(Natural language region descriptions)
=== Begin Enclosure ===
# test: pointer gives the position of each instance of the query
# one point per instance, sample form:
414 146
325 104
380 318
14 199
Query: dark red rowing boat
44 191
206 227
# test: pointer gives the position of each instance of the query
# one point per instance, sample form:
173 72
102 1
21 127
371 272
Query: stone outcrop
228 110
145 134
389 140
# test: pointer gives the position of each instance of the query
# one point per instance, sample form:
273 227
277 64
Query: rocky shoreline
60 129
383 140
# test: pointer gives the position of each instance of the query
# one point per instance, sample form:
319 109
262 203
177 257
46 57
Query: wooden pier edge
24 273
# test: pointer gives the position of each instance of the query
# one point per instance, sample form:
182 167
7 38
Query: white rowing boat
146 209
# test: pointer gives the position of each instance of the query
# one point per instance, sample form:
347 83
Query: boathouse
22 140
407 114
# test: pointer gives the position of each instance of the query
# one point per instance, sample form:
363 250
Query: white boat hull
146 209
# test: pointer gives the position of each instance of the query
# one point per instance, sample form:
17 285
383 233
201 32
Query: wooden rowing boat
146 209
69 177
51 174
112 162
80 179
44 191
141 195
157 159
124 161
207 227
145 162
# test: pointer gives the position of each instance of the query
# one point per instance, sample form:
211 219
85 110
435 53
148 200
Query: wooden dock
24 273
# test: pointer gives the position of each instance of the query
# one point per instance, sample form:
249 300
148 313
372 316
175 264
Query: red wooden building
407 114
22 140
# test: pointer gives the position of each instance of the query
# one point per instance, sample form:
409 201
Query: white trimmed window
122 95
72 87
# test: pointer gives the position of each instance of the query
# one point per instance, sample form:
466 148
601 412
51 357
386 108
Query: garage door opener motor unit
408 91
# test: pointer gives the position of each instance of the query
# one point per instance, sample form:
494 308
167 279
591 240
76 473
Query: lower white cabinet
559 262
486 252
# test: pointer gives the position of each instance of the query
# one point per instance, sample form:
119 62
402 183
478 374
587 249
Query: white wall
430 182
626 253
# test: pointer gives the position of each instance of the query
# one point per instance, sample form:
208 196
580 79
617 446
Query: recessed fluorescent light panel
=== End Enclosure ===
▶ **WHAT THIS TASK INVOLVES**
Type the records out again. Match them exactly.

▶ **OUTPUT FOR THIS TASK**
# test: pointer gives the position of each instance of the query
# one point per instance, sample form:
414 146
325 104
380 318
14 199
Query: dark red rowing boat
44 191
206 227
# test: pointer gives the position of each instance of the query
# one point per instance, sample form:
173 72
102 1
21 127
371 272
Query: stone outcrop
228 110
145 134
389 140
# test: pointer gives the position of each instance of the query
# one point per instance, sample form:
273 227
277 64
Query: rocky shoreline
60 129
383 140
# test: pointer gives the position of each instance of the query
# one point per instance, sample form:
319 109
262 203
177 257
46 57
Query: wooden pier edge
24 273
# test: pointer gives the position of each instance of the query
# one point per instance, sample form:
182 167
7 38
Query: white rowing boat
146 209
# test: pointer gives the position of each instance of the query
# one point per instance, sample form:
347 83
Query: boathouse
22 140
407 114
# test: pointer gives the position of each instance of the query
# one point per instance, sample form:
363 250
Query: white boat hull
146 209
# test: pointer gives the position of each instance of the query
# one point per instance, sample form:
17 285
383 233
201 32
Query: wooden rowing boat
146 209
69 177
51 174
112 162
80 179
44 191
141 195
157 159
124 161
207 227
145 162
# test: pointer gives the position of each instance of the query
# one point per instance, sample form:
211 219
85 110
435 53
148 200
Query: wooden dock
24 273
# test: pointer gives the position of each instance of the query
# one point per instance, sample form:
249 300
148 313
372 316
175 264
Query: red wooden building
407 114
22 140
# test: pointer gives the position of each instance of the query
# one point per instance, sample form:
409 201
Query: white trimmed window
122 95
72 87
# test: pointer gives the position of each instance of the query
# one point per instance, sample form:
466 148
601 412
51 357
386 108
Query: garage door opener motor unit
408 91
# test: pointer gives the position of each instance of the query
# one point per instance, sample form:
494 308
167 279
591 240
76 473
Query: lower white cabinet
559 262
486 252
# test: pointer gives the position of each instance of the query
# one point per instance, sample form:
119 62
402 183
478 374
587 249
Query: white wall
430 182
626 253
# test: pointer gives the position of each instance of the query
# one point per instance, sample form:
208 196
580 79
617 446
Query: recessed fluorescent light panel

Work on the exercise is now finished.